**TEXTO**
************

Com eles a autora intenta um retrato dos pecados que estavam escondidos debaixo do puritanismo da Austrália rural dos anos 1950.
Para tal bastava ter menos de uma mão cheia de personagens bem definidas e melhor exploradas.
Como a autora quer reforçar o direito da protagonista à sua vingança, ela prefere acrescentar personagens com uma regularidade obsessiva e pouco ajuízada.
Personagens que têm uma presença de pouca duração e que se tornam todas demasiado parecidas visto que não ganham identidade.
A já referida tepidez da escrita reforça esse sentimento como também o faz a falta de imaginação da autora que distribui os mesmos (ou o mesmo tipo) de pecados - sexuais - pelos personagens.
São falhas em demasia no que é, evidentemente, um primeiro livro. O que significa que é mais uma intenção do que uma obra devidamente acabada.
Só a sua adaptação ao cinema justifica que recaia a atenção sobre o livro nos antípodas do seu país de origem, ainda que seja tratado - de forma injustificada - como uma espécie de clássico moderno Australiano.


A Modista (Rosalie Ham)
Editorial Presença
1ª edição - Novembro de 2015
272 páginas

sábado, 11 de junho de 2016

Resultado semelhante

Uma segunda ronda com Rosamundo Lupton depois da desistência perante o Irmã que continua a ser explorado na capa deste seu mais recente livro, não só sendo citado, também levando a um design quase idêntico.
Nenhum problema de consciência perante a decisão de então, apenas uma interrogação sobre a possibilidade de evolução.
Desta vez foi possível passar para lá de umas poucas páginas pois apesar da escrita não ter elementos que mereçam elogios, pelo menos já não depende das marcas para ter tentar ter personalidade.
Pelo contrário, até é através da reprodução de uma conta de Twitter que a autora consegue os (breves) momentos entusiasmantes pela exploração de como as palavras são entendidas pelos sentidos.

************

**TAREFA CURTA 1**
Transcreva fielmente o trecho da crítica de livros que vai de "A Modista (Rosalie" a "entendidas pelos sentidos.".
**TAREFA CURTA 2**
Escreva a continuação da crítica de livros a partir da última frase apresentada.

**DADOS FORNECIDOS**
************

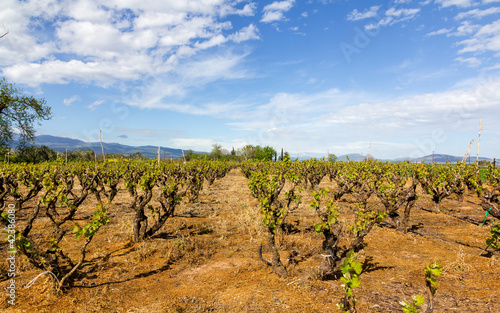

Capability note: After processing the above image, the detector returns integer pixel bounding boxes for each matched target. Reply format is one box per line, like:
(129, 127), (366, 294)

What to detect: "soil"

************

**RESULTADO DA TAREFA 1**
A Modista (Rosalie Ham)
Editorial Presença
1ª edição - Novembro de 2015
272 páginas

sábado, 11 de junho de 2016

Resultado semelhante

Uma segunda ronda com Rosamundo Lupton depois da desistência perante o Irmã que continua a ser explorado na capa deste seu mais recente livro, não só sendo citado, também levando a um design quase idêntico.
Nenhum problema de consciência perante a decisão de então, apenas uma interrogação sobre a possibilidade de evolução.
Desta vez foi possível passar para lá de umas poucas páginas pois apesar da escrita não ter elementos que mereçam elogios, pelo menos já não depende das marcas para ter tentar ter personalidade.
Pelo contrário, até é através da reprodução de uma conta de Twitter que a autora consegue os (breves) momentos entusiasmantes pela exploração de como as palavras são entendidas pelos sentidos.

**RESULTADO DA TAREFA 2**
Essa é a conta de Twitter de uma menina surda que acompanha a sua mãe ao longo da trama e que é a muleta do livro.
Pertence-lhe a ela o ponto de vista na primeira pessoa - e, portanto, a única voz distinta - que interrompe a omnisciência do narrador.
Ainda assim uma voz pouco coerente, ao serviço das necessidades da escritora e não do próprio personagem.
A miúda de dez anos que, apesar de surda, está numa turma de sobredotados, ora analisa o mundo com uma maturidade de quem caminha rapidamente para os seus dezoito anos, como mostra estados de euforia ou receio em que se manifesta como não tendo ainda chegado ao seu sexto aniversário.
Ainda assim esta opção - como a própria presença da miúda, injustificada - é a que dá algum traço de personalidade a um livro que se alonga demais em elementos supérfluos que o impedem de criar o envolvimento de que necessita.
Não se assumindo, desde o início, como um thriller, o livro precisa que o leitor esteja investido emocionalmente para superar as muitas implausibilidades de que este faz uso.
Nada menos do que acreditar que uma mulher sem experiência consegue conduzir um camião em estradas geladas porque o seu curso de Astrofísica lhe permite compreender o funcionamento da máquina.
Ou que ela levaria a sua filha para tão perigoso ambiente quando vai em busca do marido movida por um pressentimento, ainda que a polícia o dê como presumivelmente morto.
Tudo numa escalada de drama doméstico que se resume como o de uma mãe de uma menina surda que, com medo de que esta tenha de crescer sem pai, parte para resgatar o marido que a tinha abandonado por uma mulher Inupiat.
O livro trata do percurso da mulher em direcção ao local onde o marido estava, dando tempo para explorar a sua relação com a filha e os medos mútuos, além do universo interno da rapariga.
Como isto é pouco interessante, a meio do livro a autora tem de lançar algum perigo que acrescente interesse à situação linear de um personagem a caminho de outro.
Lupton muda a estratégia e leva o drama para caminhos de algo que só com boa vontade se pode chamar suspense, adicionando elementos para lá do interior da cabine do camião.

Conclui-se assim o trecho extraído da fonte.